* Objective: Starting at the line with "Please drop a marker on the regimental", transcribe each line through the final one, both included, and add nothing.

Point placement records:
■ ■ ■ ■
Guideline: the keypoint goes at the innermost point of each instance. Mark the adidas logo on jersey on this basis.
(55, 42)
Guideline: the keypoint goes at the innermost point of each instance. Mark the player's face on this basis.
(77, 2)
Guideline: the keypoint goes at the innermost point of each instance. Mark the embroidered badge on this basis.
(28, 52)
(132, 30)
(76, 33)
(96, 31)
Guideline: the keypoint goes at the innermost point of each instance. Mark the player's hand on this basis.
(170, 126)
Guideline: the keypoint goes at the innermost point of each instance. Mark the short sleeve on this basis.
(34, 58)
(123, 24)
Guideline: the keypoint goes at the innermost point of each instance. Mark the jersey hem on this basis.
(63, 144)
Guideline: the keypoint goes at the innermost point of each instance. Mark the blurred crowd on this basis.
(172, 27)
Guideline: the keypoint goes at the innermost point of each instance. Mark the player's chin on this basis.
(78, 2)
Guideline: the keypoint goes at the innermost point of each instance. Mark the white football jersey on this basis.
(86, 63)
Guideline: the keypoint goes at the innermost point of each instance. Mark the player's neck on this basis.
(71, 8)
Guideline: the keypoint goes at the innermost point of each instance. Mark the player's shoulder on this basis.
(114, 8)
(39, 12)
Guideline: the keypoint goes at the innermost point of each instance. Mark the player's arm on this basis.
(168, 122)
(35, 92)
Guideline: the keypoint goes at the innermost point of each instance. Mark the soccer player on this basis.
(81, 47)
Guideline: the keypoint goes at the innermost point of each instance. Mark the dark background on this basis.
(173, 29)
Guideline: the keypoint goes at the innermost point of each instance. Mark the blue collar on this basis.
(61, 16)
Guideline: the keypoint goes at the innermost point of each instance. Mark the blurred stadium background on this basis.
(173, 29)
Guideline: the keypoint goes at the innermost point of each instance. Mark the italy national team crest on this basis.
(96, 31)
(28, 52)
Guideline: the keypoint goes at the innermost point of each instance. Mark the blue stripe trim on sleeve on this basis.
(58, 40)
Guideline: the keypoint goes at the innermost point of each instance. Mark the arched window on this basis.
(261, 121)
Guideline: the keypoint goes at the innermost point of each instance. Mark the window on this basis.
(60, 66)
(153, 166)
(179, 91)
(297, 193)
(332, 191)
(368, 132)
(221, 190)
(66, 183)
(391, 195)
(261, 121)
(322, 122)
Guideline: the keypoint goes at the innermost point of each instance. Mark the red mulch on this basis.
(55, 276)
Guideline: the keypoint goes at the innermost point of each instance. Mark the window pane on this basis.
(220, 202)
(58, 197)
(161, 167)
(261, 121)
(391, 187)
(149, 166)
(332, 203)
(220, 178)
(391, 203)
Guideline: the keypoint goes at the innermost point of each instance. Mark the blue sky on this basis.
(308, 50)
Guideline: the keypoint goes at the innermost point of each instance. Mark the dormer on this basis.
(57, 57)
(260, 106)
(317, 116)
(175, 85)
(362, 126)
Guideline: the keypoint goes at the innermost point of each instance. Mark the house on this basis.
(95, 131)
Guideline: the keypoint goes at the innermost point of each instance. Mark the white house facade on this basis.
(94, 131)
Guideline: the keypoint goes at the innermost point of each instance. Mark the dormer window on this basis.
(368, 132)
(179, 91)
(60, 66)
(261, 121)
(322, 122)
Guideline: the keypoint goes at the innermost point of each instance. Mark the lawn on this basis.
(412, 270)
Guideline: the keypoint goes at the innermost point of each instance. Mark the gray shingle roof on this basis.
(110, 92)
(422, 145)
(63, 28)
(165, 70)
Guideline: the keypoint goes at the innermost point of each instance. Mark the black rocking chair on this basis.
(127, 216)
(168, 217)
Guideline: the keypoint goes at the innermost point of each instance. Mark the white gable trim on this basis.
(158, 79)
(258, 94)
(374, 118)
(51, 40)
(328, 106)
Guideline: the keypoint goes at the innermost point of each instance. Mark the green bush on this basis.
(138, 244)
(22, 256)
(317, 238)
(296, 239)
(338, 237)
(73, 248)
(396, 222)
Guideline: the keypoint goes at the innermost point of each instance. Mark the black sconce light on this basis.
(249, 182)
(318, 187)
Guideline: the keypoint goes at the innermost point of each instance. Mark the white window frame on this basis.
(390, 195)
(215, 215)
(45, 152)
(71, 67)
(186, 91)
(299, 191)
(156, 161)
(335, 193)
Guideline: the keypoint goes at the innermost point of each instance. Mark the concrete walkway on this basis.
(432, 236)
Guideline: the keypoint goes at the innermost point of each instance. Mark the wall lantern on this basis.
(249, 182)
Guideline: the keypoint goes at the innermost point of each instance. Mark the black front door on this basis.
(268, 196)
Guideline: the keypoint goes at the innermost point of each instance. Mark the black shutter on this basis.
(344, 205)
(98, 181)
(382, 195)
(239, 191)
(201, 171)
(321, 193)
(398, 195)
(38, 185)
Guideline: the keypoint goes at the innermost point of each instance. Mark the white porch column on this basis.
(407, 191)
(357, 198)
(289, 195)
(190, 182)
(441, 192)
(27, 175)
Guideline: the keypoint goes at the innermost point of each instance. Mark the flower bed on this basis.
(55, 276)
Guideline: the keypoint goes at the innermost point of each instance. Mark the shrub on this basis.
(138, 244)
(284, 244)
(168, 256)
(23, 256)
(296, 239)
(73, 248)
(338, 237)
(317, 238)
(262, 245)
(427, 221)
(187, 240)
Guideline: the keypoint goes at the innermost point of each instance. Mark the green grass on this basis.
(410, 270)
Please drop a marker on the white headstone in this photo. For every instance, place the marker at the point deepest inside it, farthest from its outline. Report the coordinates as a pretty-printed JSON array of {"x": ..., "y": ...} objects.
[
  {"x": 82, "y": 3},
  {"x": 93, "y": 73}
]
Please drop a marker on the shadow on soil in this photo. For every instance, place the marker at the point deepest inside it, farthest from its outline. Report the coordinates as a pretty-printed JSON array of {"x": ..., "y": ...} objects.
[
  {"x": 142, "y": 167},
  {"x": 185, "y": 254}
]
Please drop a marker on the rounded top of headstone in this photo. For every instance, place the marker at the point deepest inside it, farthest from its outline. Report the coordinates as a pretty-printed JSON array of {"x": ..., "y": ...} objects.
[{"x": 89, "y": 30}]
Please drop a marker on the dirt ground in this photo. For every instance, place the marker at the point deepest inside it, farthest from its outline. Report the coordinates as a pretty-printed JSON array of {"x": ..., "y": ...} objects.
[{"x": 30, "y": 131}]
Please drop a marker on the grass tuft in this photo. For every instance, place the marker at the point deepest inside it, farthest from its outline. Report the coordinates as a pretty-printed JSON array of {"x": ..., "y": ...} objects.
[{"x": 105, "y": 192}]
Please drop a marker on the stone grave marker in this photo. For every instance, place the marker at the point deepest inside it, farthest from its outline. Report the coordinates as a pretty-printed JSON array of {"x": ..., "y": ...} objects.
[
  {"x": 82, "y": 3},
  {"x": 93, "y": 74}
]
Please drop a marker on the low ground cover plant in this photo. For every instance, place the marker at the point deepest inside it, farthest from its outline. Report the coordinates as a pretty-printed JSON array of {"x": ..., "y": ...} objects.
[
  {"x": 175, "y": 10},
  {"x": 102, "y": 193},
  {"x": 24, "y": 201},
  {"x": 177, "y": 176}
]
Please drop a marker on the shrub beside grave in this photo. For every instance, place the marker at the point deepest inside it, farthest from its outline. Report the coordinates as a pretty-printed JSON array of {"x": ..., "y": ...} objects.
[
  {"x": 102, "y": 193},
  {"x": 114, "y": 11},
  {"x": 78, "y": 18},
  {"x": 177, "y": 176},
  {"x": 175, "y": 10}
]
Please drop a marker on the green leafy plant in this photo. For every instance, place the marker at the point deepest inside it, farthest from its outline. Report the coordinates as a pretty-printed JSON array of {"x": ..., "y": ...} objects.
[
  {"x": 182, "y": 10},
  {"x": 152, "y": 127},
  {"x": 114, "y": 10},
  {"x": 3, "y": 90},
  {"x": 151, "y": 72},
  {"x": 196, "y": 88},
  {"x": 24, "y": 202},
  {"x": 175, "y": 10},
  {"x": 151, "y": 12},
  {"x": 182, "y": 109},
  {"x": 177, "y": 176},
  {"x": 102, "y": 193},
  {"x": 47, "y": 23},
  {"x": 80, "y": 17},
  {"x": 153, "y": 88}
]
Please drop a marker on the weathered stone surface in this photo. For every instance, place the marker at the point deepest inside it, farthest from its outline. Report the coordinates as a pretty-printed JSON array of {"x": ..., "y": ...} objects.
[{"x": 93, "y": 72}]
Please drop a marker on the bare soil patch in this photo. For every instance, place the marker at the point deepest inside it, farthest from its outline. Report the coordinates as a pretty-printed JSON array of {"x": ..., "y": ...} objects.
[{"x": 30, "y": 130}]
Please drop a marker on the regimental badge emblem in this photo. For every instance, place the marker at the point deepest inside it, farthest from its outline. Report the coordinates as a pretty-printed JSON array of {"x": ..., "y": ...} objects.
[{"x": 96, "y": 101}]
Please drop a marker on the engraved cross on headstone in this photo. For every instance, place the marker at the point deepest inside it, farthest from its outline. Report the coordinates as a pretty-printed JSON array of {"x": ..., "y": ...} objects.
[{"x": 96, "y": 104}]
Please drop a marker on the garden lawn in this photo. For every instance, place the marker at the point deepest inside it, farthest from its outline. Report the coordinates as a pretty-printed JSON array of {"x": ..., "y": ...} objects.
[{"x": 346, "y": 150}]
■ ■ ■ ■
* Exercise solution:
Please drop a marker on the regimental badge emblem in this photo. For every instance, place the marker at the point deepest inside it, farthest from its outline. Report the coordinates as a pretty-printed JSON array of {"x": ..., "y": ...} objects.
[{"x": 96, "y": 101}]
Please drop a marker on the engraved cross on headstone in this photo. For every instance, place the marker at the point deepest inside it, farthest from its outline. Report the coordinates as a pretty-printed JSON array of {"x": ..., "y": ...} objects.
[{"x": 96, "y": 104}]
Please drop a marker on the garden lawn in this photo. For every instance, place the marker at the point deepest inside it, farthest from its outline. Report the coordinates as a pretty-printed JSON array of {"x": ..., "y": ...} objects.
[{"x": 346, "y": 150}]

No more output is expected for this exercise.